### Exercício breve A
De acordo com o texto sobre o julgamento de Miguel Carmo, quantos agentes policiais apresentaram queixa, e por que motivo?

Perante a multiplicação das medidas de austeridade, há que dar o exemplo e castigar a ousadia de quem recusa a inevitabilidade da precariedade, do desemprego e da miséria. Por Observatório do Controlo e Repressão
Teve início no dia 22 de maio deste ano, em Lisboa, o julgamento de Miguel Carmo, sob a acusação de crime de resistência e coação sobre funcionário do Estado por, supostamente, haver arremessado uma cadeira sobre uma linha de agentes da Polícia de Segurança Pública (PSP), no contexto da manifestação da greve geral de 22 de março de 2012. Apesar deste dia ter sido marcado por confrontos entre manifestantes e polícias, não existem outros acusados além do arguido. O objetivo deste artigo não reside na descrição dos acontecimentos – de resto já amplamente analisados aqui –, mas na análise do discurso que sustenta a acusação judicial, assente numa série de categorizações relativas a um conjunto de figuras presentes naquele dia, da polícia ao manifestante. Referimo-nos, em particular, ao despacho editado pelo Departamento de Investigação e Ação Penal (DIAP), onde se encontra resumido o inquérito que presidiu tanto à acusação contra Miguel Carmo como ao arquivamento de vários outros casos.
O grupo do Saldanha
A obscura conspiração denunciada neste auto inicia-se logo nas primeiras páginas, com a descrição de uma manifestação convocada para a Praça do Saldanha [em Lisboa] sob o mote «Greve Geral, Ocupar Tudo». Esta, “não comunicada às autoridades” (p. 4), terá ficado marcada pelo comportamento de manifestantes que “Logo nos primeiros momentos do desfile […] assumiram uma atitude de confronto e provocação, nomeadamente contra os elementos da PSP que integravam o dispositivo de segurança, invertendo o sentido de marcha repentinamente numa tentativa de desorganizarem e desconcentrarem os agentes da PSP que os enquadravam e acompanhavam no desfile, mas também, mais à frente, com agressões que lhes desferiram, com pontapés, com empurrões, com puxões e ovos” (pg. 5). O auto chega mesmo a afirmar, mais à frente, a existência de uma tentativa de “puxar dois elementos policiais que acompanhava o desfile da manifestação para o interior do grupo de manifestantes, desconhecendo-se com que objetivo” (p. 11).
Se a inversão do sentido da manifestação poderá constituir uma tática que visa a criação de um efeito surpresa, a imputação da mesma a uma atitude de confronto e provocação das autoridades policiais apenas poderá ser realizada através da descontextualização e da desvirtuação. Estes “actos de provocação e vandalismo” originaram, como reza o auto, “inúmeras queixas e reclamações, nomeadamente por parte dos responsáveis destas instituições” (pg. 5). Na verdade, as inúmeras queixas limitam-se às produzidas por 2 agentes policiais (por danos no fardamento ) e 4 representantes de entidades privadas (bancos e lojas) por custos de limpeza das montras . Nenhum trabalhador, em greve ou não, apresentou queixa.

### Exercício breve B
Extraia dos registos todas as linhas que contêm a palavra "lettuce".

[Parte de um ficheiro de dados]
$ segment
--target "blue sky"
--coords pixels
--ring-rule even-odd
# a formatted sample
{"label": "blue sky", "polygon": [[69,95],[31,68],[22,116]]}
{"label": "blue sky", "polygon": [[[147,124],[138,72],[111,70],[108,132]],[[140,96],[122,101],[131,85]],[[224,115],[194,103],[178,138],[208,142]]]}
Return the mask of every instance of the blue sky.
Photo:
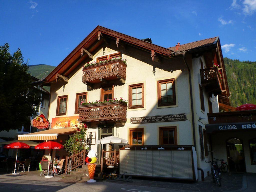
{"label": "blue sky", "polygon": [[224,57],[256,61],[256,0],[0,0],[0,45],[58,65],[99,25],[166,47],[219,36]]}

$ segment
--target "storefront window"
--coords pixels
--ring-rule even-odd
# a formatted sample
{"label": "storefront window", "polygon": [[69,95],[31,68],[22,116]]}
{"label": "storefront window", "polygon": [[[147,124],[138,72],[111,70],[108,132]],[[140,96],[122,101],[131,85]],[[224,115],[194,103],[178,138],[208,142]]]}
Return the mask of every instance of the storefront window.
{"label": "storefront window", "polygon": [[252,165],[256,165],[256,138],[250,140],[249,145]]}

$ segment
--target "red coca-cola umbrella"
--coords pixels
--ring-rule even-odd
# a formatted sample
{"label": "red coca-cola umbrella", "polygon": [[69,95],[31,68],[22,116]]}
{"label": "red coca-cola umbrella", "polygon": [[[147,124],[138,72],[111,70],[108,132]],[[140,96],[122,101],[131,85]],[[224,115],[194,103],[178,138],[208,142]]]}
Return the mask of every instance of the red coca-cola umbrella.
{"label": "red coca-cola umbrella", "polygon": [[4,148],[6,149],[17,149],[17,152],[16,153],[16,159],[15,161],[15,167],[14,168],[14,172],[12,173],[12,175],[19,175],[19,173],[15,173],[16,172],[16,166],[17,163],[17,157],[18,156],[18,149],[29,149],[30,148],[30,146],[26,143],[21,142],[14,142],[11,143],[7,144],[5,145]]}
{"label": "red coca-cola umbrella", "polygon": [[[50,156],[50,150],[52,149],[60,149],[63,148],[63,146],[60,143],[55,142],[54,141],[47,141],[38,144],[35,147],[36,149],[49,149],[49,156]],[[47,178],[51,178],[53,177],[53,176],[49,176],[49,166],[50,166],[50,162],[51,162],[50,159],[50,161],[48,161],[48,173],[47,176],[45,176],[45,177]]]}
{"label": "red coca-cola umbrella", "polygon": [[246,103],[238,107],[236,109],[238,111],[255,110],[256,109],[256,105],[251,103]]}

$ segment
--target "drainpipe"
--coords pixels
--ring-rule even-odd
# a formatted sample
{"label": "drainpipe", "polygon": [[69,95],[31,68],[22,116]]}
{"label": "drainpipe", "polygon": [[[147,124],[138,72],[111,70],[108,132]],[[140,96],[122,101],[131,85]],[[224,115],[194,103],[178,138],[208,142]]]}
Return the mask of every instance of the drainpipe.
{"label": "drainpipe", "polygon": [[184,62],[187,67],[188,71],[188,77],[189,81],[189,90],[190,91],[190,104],[191,105],[191,114],[192,114],[192,128],[193,130],[193,137],[194,145],[195,146],[195,150],[196,151],[196,134],[195,128],[195,119],[194,117],[194,105],[193,102],[193,95],[192,94],[192,85],[191,82],[191,74],[190,69],[188,67],[187,63],[185,58],[185,53],[182,54],[182,56]]}

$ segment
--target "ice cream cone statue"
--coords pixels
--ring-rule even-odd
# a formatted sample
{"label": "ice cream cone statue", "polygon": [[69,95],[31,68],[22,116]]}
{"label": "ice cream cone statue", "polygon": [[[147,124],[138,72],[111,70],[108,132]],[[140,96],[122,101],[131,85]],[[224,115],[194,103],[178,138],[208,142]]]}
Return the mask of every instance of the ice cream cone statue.
{"label": "ice cream cone statue", "polygon": [[87,181],[88,183],[94,183],[96,182],[96,180],[93,179],[93,178],[96,168],[96,163],[97,160],[96,158],[97,155],[97,153],[92,149],[89,152],[87,155],[87,157],[85,159],[85,162],[88,167],[89,176],[90,177],[90,180]]}

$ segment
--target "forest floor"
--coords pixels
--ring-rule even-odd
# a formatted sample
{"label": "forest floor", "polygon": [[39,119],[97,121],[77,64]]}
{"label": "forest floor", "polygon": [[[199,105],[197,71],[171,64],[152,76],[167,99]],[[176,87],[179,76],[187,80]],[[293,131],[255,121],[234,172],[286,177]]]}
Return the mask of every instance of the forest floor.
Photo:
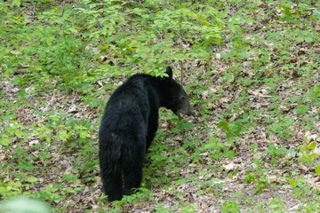
{"label": "forest floor", "polygon": [[184,61],[196,114],[161,109],[141,191],[114,203],[101,192],[97,130],[127,76],[100,75],[84,97],[59,75],[29,83],[28,62],[12,73],[2,62],[0,198],[36,197],[56,212],[319,211],[319,4],[281,3],[229,4],[230,17],[250,17],[246,48],[236,52],[226,34],[210,59]]}

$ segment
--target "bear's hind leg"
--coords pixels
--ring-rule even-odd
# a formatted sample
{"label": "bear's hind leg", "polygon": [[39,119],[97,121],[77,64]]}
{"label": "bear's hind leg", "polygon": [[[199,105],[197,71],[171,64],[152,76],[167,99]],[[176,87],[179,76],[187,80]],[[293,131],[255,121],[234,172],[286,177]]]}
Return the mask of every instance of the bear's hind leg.
{"label": "bear's hind leg", "polygon": [[130,195],[133,188],[139,188],[142,181],[142,167],[145,157],[145,150],[132,154],[132,158],[123,162],[124,188],[123,194]]}
{"label": "bear's hind leg", "polygon": [[123,197],[121,169],[116,166],[111,172],[101,170],[101,180],[102,190],[108,194],[108,201],[120,201]]}

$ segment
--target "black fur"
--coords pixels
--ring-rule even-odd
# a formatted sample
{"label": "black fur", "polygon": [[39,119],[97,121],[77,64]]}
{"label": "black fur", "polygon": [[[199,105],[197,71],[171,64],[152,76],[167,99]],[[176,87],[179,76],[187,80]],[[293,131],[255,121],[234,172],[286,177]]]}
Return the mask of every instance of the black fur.
{"label": "black fur", "polygon": [[100,167],[103,191],[108,201],[121,200],[139,188],[145,154],[158,127],[158,109],[191,114],[182,86],[169,77],[137,74],[111,95],[99,131]]}

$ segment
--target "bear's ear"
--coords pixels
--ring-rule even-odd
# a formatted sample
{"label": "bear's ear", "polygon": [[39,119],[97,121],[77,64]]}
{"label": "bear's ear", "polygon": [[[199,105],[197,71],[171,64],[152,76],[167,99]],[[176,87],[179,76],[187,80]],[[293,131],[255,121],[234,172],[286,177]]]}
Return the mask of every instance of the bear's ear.
{"label": "bear's ear", "polygon": [[167,67],[165,73],[168,75],[169,78],[172,78],[172,69],[170,67]]}

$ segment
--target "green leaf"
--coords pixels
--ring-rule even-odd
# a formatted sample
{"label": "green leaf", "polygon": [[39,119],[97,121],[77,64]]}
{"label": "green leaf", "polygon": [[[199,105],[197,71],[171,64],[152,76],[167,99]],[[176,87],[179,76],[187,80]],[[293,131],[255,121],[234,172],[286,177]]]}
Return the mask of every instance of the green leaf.
{"label": "green leaf", "polygon": [[309,154],[309,157],[310,157],[310,158],[317,158],[318,156],[319,156],[319,154],[316,154],[316,153],[313,153],[313,154]]}
{"label": "green leaf", "polygon": [[35,182],[38,181],[38,178],[36,178],[36,177],[29,177],[27,178],[27,181],[29,183],[35,183]]}
{"label": "green leaf", "polygon": [[295,181],[295,179],[293,178],[290,178],[289,179],[289,184],[292,185],[292,186],[296,186],[298,185],[297,181]]}
{"label": "green leaf", "polygon": [[316,148],[316,142],[313,141],[308,146],[308,149],[313,150]]}
{"label": "green leaf", "polygon": [[14,7],[14,6],[20,7],[21,5],[21,2],[22,1],[20,1],[20,0],[12,0],[11,6],[12,7]]}
{"label": "green leaf", "polygon": [[316,167],[315,170],[316,174],[320,175],[320,164],[317,167]]}

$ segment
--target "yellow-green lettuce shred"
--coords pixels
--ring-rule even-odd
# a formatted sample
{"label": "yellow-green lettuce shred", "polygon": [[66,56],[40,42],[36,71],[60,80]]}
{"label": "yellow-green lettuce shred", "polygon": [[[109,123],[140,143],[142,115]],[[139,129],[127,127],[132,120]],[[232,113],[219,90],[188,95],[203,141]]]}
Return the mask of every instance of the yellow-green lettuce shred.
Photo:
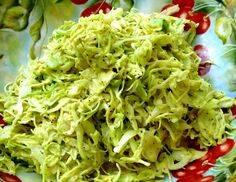
{"label": "yellow-green lettuce shred", "polygon": [[202,157],[189,141],[221,143],[234,100],[198,76],[194,36],[193,23],[158,13],[65,22],[1,96],[0,171],[148,181]]}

### Resposta completa A
Apresentaram queixa dois agentes policiais, por danos no fardamento.

### Resposta completa B
--target "yellow-green lettuce shred"
{"label": "yellow-green lettuce shred", "polygon": [[66,56],[40,42],[36,71],[60,80]]}
{"label": "yellow-green lettuce shred", "polygon": [[[109,123],[140,143],[142,115]],[[139,129],[127,127],[132,120]],[[232,113],[219,90],[188,95],[203,141]]]}
Return the mask of every instance of the yellow-green lettuce shred.
{"label": "yellow-green lettuce shred", "polygon": [[202,157],[189,141],[221,143],[234,100],[198,76],[194,36],[193,23],[158,13],[65,22],[1,96],[0,171],[148,181]]}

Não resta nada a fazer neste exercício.